Barrocidade


 

Por volta de 2006, o Frederico Barbosa me sugeriu ler Barrocidade, livro de poesias do Amador Ribeiro Neto – o livro é editado pela Landy, da coleção Alguidar, coordenada pelo próprio Fred . Recentemente, fiz amizade com o Amador pelo facebook; ele, assim como eu, divide seu tempo entre atividades acadêmicas e literatura. Amador é professor do curso de Letras da Universidade Federal da Paraíba; lá ele coordena o laboratório de estudos semióticos. Antenado com o futuro, organizou o livro Turbilhões do tempo – notas e anotações sobre poesia digital, lançado faz poucos meses.

EXERCÍCIO BREVE 1 » Imprima, sem qualquer alteração, o trecho do texto sobre Barrocidade que vai de "Por volta de" até "faz poucos meses.".
EXERCÍCIO BREVE 2 » Resuma em duas frases o texto sobre Barrocidade.

INFORMAÇÕES FORNECIDAS »
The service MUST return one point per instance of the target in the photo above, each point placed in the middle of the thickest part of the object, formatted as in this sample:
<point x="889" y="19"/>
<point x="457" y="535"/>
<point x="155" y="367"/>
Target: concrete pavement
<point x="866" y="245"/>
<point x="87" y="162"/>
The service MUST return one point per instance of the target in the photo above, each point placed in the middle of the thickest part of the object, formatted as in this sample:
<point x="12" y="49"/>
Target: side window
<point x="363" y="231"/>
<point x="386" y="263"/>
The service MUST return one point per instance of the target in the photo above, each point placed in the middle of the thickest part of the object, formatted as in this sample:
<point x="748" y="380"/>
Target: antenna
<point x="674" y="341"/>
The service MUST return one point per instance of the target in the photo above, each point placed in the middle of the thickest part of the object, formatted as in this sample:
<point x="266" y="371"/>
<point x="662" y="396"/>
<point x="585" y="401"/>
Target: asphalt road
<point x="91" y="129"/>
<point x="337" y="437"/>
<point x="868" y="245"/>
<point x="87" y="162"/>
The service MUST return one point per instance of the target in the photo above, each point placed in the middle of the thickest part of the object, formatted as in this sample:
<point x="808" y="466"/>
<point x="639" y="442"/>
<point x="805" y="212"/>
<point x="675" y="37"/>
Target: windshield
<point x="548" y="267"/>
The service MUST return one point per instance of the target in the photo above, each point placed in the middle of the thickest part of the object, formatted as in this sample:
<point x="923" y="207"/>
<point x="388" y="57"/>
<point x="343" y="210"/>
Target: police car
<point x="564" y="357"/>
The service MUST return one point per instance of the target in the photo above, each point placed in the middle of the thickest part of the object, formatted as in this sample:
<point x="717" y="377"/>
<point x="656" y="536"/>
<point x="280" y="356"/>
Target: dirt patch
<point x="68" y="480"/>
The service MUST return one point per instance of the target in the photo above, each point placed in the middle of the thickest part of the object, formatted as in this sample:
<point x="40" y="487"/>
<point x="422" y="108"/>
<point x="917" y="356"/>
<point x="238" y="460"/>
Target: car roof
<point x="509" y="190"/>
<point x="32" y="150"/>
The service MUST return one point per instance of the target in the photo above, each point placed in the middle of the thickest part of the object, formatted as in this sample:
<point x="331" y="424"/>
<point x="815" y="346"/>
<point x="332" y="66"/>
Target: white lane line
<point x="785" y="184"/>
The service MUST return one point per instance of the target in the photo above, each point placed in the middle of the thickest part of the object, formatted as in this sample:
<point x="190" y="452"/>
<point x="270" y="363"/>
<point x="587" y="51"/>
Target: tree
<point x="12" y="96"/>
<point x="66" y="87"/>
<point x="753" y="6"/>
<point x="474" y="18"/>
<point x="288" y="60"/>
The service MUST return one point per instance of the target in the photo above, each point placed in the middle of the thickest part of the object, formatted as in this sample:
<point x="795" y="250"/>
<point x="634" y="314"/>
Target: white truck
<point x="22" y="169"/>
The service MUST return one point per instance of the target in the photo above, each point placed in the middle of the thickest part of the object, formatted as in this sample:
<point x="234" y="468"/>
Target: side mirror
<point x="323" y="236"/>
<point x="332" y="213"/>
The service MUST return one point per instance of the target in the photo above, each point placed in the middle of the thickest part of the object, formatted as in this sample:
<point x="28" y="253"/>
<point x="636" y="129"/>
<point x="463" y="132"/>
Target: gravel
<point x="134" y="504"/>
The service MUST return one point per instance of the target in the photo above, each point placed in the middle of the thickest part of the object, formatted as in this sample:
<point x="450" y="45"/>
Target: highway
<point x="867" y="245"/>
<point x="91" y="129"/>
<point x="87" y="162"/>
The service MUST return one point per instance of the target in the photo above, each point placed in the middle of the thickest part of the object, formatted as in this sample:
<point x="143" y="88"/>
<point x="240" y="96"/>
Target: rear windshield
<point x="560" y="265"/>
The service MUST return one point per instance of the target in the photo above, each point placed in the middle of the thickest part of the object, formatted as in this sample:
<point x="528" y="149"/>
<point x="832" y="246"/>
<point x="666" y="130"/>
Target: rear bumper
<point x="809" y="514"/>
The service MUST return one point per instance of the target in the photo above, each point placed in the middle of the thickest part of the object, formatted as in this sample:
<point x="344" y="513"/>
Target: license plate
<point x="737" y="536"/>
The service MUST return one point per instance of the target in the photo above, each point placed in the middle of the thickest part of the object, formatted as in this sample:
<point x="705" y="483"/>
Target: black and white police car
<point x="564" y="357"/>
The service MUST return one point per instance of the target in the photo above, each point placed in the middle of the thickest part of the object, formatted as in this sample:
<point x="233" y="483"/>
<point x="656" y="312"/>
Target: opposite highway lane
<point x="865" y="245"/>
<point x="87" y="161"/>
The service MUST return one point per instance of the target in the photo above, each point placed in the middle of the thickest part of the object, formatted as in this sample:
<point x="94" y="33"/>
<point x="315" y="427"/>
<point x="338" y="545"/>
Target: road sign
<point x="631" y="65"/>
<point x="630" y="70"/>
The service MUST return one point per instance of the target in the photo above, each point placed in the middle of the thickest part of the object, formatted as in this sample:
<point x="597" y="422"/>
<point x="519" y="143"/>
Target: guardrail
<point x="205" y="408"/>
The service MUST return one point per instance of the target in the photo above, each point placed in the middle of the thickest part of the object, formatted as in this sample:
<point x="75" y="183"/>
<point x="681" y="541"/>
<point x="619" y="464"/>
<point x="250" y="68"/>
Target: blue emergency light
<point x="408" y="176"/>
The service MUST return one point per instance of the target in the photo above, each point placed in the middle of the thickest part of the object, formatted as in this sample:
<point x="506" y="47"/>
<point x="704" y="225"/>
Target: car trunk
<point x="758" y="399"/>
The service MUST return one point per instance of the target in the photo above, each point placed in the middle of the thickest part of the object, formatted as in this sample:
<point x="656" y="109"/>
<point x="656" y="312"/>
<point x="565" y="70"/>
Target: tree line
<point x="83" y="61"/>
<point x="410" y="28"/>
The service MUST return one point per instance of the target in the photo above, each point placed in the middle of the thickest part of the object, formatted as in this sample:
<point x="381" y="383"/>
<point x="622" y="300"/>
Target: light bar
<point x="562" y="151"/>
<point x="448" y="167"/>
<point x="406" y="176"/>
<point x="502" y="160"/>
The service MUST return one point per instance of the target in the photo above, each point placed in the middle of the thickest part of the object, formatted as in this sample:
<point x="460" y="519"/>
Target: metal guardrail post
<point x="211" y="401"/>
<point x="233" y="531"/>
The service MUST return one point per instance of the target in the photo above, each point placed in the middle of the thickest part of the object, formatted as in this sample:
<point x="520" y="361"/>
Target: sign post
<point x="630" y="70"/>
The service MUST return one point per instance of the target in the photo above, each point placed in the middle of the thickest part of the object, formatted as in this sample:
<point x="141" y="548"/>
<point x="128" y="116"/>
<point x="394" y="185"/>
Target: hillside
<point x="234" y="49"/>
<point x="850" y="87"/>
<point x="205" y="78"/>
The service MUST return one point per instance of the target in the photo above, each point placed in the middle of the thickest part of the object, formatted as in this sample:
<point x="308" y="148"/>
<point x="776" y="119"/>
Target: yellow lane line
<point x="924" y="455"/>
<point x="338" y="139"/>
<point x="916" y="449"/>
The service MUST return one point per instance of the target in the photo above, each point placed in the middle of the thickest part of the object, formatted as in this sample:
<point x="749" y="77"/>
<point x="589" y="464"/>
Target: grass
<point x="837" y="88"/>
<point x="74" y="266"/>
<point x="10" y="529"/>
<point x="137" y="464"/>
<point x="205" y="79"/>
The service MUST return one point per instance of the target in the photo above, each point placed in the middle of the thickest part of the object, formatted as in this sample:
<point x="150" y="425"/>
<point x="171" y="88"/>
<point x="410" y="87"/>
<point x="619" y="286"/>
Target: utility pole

RESPOSTA 1 »
Por volta de 2006, o Frederico Barbosa me sugeriu ler Barrocidade, livro de poesias do Amador Ribeiro Neto – o livro é editado pela Landy, da coleção Alguidar, coordenada pelo próprio Fred . Recentemente, fiz amizade com o Amador pelo facebook; ele, assim como eu, divide seu tempo entre atividades acadêmicas e literatura. Amador é professor do curso de Letras da Universidade Federal da Paraíba; lá ele coordena o laboratório de estudos semióticos. Antenado com o futuro, organizou o livro Turbilhões do tempo – notas e anotações sobre poesia digital, lançado faz poucos meses.

RESPOSTA 2 » Por volta de 2006, Frederico Barbosa sugeriu a leitura de Barrocidade, livro de poesias de Amador Ribeiro Neto editado pela Landy na coleção Alguidar, coordenada pelo próprio Frederico. Amador divide seu tempo entre atividades acadêmicas e literatura: é professor do curso de Letras da Universidade Federal da Paraíba, onde coordena o laboratório de estudos semióticos, e organizou o livro Turbilhões do tempo – notas e anotações sobre poesia digital, lançado há poucos meses.